Recorded information:
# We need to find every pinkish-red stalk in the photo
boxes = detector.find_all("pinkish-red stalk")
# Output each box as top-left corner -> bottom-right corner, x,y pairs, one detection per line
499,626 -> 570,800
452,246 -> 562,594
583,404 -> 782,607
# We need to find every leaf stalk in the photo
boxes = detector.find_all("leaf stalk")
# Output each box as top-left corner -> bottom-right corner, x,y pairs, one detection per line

Work instruction: Lines from the entries that contain the string "every" must be found and copied.

Solution below:
# We need to find every pinkish-red stalk in the photo
# We need to find every leaf stalk in the photo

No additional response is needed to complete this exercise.